Reading passage Start Marker
De Wet was born and died in Haarlem. Little is known of his early life. Houbraken mentions him in passing as an art dealer of Haarlem in his biographical sketch of Philips Wouwerman, referring to him as Jan de Wet. Houbraken relates a story in which Philips Wouwerman burned his sketchbooks before his death, so that his brother Pieter wouldn't be able to use them and cash in on his name. Houbraken claimed that the story was malicious gossip, but he had heard another story that was probably closer to the truth. Apparently after Pieter van Laer had returned to Haarlem, he received less for his art than in Rome, but he refused to lower his price.

When a landscape that van Laer had made was considered too expensive by Jan de Wet (a dealer), the buyer contracted the then young Philips Wouwermans to copy it, which he did quite well. The success of this transaction launched the career of the young Wouwermans at the expense of Pieter van Laer. Houbraken heard from Michiel Carré who in turn heard it from Pieter Gerritsz van Roestraten and Jacob de Wet that guilt had forced Wouwerman to burn the proof of all of his copies before he died.
Reading passage End Marker
Dataset records Start Marker
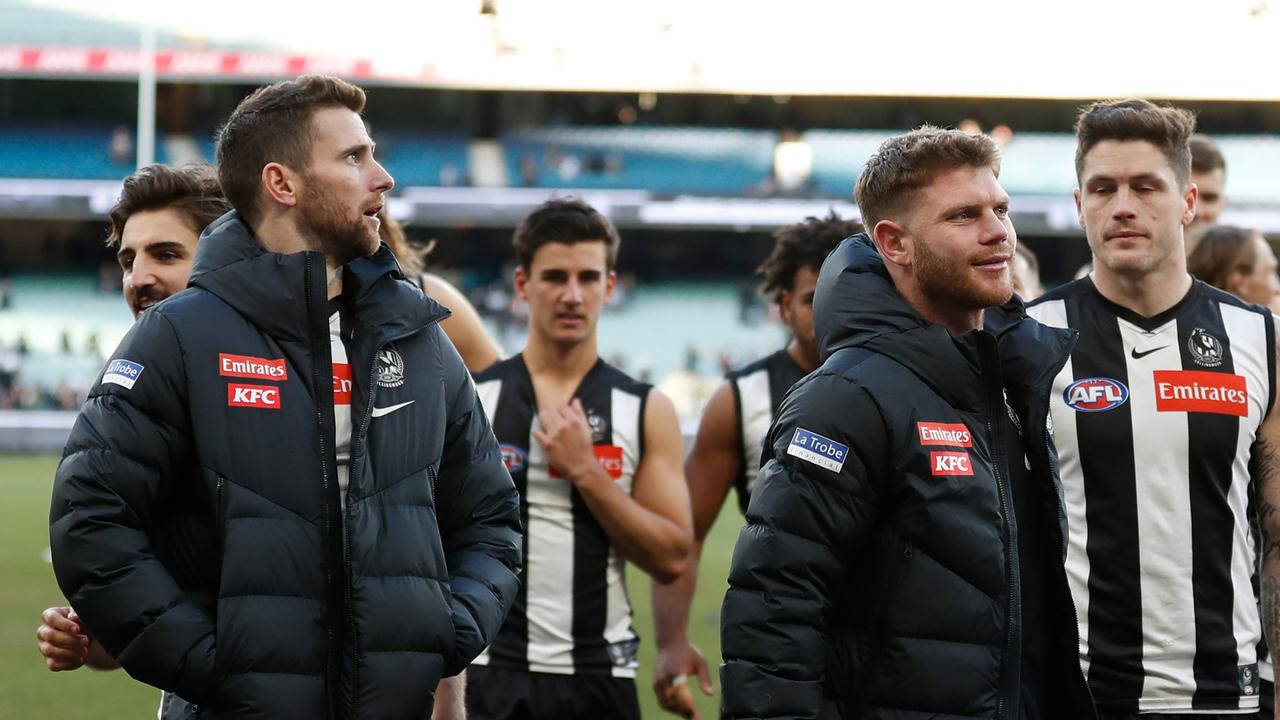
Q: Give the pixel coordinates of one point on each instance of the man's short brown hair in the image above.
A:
(274, 126)
(567, 220)
(908, 162)
(191, 190)
(1164, 126)
(1206, 156)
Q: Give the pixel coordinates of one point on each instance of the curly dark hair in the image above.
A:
(801, 245)
(191, 190)
(567, 220)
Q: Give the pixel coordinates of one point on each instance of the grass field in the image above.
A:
(28, 691)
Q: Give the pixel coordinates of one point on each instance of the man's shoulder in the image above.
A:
(848, 376)
(192, 306)
(1060, 292)
(501, 370)
(616, 378)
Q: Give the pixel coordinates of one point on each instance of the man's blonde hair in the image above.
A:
(908, 162)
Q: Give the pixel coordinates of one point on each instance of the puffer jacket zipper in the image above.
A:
(357, 447)
(321, 360)
(993, 400)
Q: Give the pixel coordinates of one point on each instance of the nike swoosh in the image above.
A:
(1144, 352)
(389, 409)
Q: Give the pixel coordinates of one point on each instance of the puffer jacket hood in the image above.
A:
(856, 305)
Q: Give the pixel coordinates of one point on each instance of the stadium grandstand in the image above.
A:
(695, 144)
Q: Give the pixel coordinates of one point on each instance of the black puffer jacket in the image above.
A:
(881, 582)
(204, 541)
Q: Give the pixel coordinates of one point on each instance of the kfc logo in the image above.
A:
(342, 383)
(950, 464)
(254, 396)
(609, 456)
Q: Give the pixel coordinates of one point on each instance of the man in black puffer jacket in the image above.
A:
(283, 499)
(904, 547)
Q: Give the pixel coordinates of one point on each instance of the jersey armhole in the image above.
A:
(1271, 363)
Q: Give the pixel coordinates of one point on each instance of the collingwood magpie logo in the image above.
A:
(1206, 350)
(391, 368)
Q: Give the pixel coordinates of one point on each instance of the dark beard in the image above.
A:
(332, 229)
(949, 285)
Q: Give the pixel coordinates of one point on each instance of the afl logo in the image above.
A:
(1205, 349)
(513, 458)
(1095, 395)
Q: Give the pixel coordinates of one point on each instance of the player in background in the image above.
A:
(595, 456)
(1208, 173)
(1165, 431)
(726, 451)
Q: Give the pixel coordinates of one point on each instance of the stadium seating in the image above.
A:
(45, 306)
(661, 159)
(664, 160)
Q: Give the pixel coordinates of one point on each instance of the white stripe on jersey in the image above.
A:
(489, 392)
(548, 586)
(1054, 314)
(1253, 365)
(626, 434)
(757, 413)
(1164, 518)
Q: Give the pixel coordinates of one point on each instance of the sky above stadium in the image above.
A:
(1176, 49)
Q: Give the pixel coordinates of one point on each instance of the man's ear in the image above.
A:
(1191, 197)
(280, 183)
(894, 242)
(519, 281)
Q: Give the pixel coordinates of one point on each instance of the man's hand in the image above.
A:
(676, 665)
(451, 698)
(62, 641)
(566, 436)
(65, 645)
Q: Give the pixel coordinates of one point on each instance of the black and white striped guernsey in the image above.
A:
(572, 615)
(1155, 419)
(758, 391)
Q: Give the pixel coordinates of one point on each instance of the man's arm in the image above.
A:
(804, 523)
(479, 513)
(122, 461)
(709, 470)
(464, 327)
(650, 527)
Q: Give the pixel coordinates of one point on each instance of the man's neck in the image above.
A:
(803, 356)
(1146, 295)
(560, 363)
(278, 235)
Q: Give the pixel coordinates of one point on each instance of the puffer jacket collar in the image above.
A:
(268, 286)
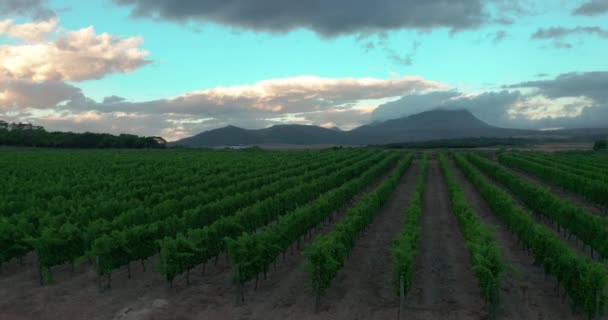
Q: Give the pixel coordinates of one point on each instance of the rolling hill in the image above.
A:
(429, 125)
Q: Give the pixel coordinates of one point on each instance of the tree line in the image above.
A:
(43, 139)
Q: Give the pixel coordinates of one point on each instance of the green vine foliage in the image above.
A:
(210, 241)
(404, 247)
(486, 260)
(252, 254)
(327, 254)
(589, 228)
(583, 279)
(591, 189)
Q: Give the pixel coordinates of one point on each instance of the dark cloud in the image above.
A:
(560, 32)
(36, 9)
(592, 8)
(328, 18)
(491, 107)
(113, 99)
(593, 85)
(412, 104)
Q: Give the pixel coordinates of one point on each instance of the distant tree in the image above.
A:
(27, 135)
(600, 145)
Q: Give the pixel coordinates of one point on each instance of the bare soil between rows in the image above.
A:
(284, 295)
(526, 292)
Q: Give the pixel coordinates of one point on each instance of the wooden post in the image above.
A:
(99, 282)
(237, 279)
(39, 269)
(401, 296)
(318, 294)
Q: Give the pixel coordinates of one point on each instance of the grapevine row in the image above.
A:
(590, 189)
(583, 280)
(404, 249)
(327, 254)
(184, 252)
(252, 253)
(589, 228)
(486, 259)
(118, 249)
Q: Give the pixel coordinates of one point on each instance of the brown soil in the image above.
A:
(526, 292)
(572, 242)
(285, 295)
(444, 286)
(576, 199)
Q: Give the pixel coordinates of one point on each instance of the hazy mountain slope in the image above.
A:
(429, 125)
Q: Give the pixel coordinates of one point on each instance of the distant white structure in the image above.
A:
(18, 126)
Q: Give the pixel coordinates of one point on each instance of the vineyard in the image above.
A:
(325, 234)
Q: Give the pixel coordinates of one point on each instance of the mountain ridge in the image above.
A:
(429, 125)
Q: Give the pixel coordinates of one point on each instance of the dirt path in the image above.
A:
(576, 199)
(364, 288)
(526, 293)
(353, 293)
(444, 286)
(575, 244)
(147, 296)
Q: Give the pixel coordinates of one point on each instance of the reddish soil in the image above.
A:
(526, 292)
(444, 286)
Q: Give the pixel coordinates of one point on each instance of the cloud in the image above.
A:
(560, 32)
(304, 99)
(36, 9)
(491, 107)
(71, 56)
(326, 18)
(592, 8)
(30, 32)
(288, 95)
(591, 85)
(23, 95)
(499, 36)
(340, 118)
(571, 100)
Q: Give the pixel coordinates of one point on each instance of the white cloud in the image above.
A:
(30, 32)
(71, 56)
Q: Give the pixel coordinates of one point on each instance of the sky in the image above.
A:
(174, 68)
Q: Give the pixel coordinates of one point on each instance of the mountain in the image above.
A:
(429, 125)
(279, 134)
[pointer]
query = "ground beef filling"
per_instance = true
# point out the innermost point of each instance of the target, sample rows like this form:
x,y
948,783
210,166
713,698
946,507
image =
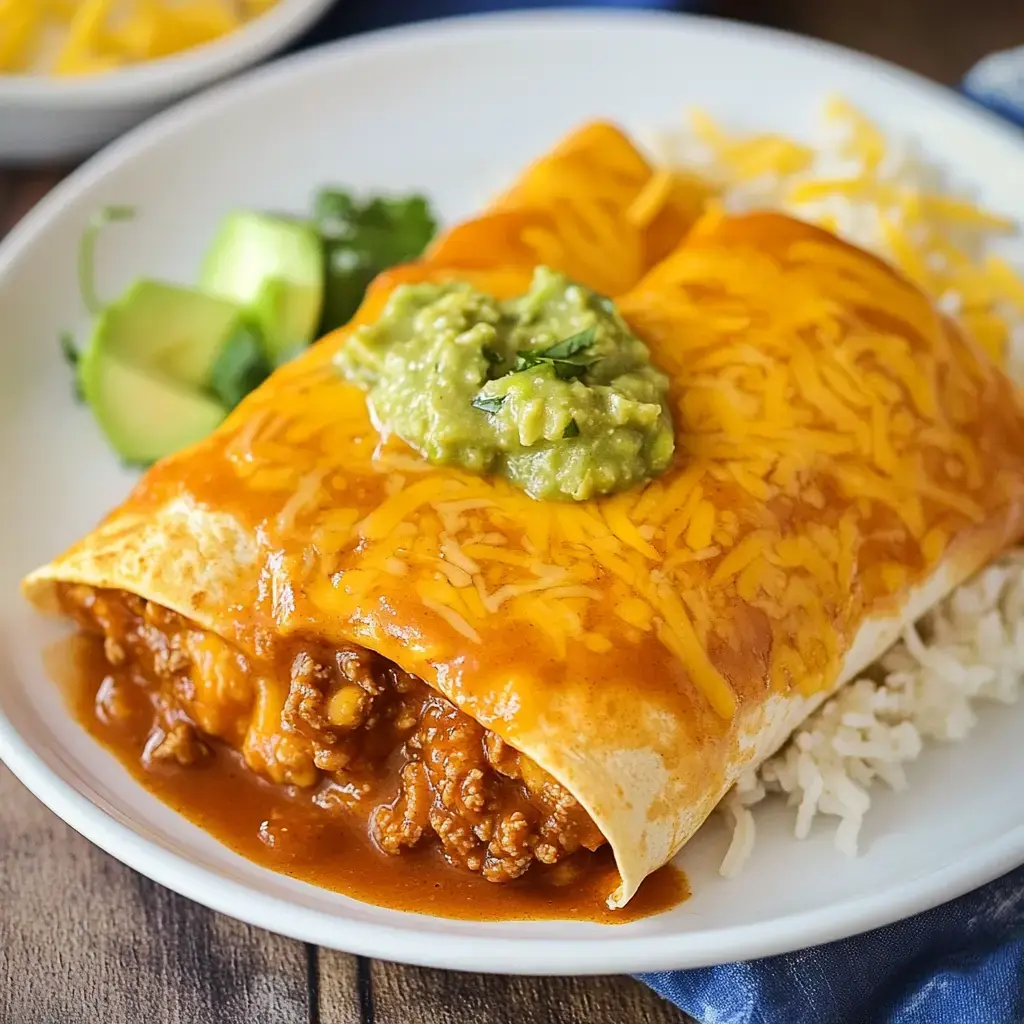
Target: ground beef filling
x,y
354,729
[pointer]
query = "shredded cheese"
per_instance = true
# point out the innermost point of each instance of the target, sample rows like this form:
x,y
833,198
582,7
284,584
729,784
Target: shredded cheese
x,y
102,35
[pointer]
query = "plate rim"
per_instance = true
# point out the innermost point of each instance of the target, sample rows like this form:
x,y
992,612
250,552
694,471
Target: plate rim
x,y
481,951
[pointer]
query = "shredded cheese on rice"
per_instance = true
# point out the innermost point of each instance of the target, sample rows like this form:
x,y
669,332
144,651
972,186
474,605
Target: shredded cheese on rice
x,y
887,198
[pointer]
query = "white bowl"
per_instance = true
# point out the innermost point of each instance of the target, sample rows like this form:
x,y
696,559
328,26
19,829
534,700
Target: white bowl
x,y
44,118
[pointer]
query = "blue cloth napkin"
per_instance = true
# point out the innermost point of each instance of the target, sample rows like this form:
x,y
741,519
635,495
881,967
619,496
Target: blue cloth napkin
x,y
960,964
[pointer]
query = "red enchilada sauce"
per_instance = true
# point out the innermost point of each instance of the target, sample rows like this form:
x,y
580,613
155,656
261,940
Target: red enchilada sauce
x,y
331,836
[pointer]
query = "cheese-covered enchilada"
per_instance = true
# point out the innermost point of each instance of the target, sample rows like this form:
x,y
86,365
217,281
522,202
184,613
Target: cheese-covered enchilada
Dataset records End Marker
• _Your objective_
In the passage on de Wet, condense the paragraph beginning "When a landscape that van Laer had made" into no more than three sentences, keeping its main facts.

• _Problem solution_
Jan de Wet, a dealer, judged a landscape by van Laer too expensive, so the buyer had the young Philips Wouwermans copy it, and he did it well. This success launched the young Wouwermans's career at Pieter van Laer's expense. Houbraken heard from Michiel Carré, who had it from Pieter Gerritsz van Roestraten and Jacob de Wet, that guilt drove Wouwerman to burn the proof of all his copies before he died.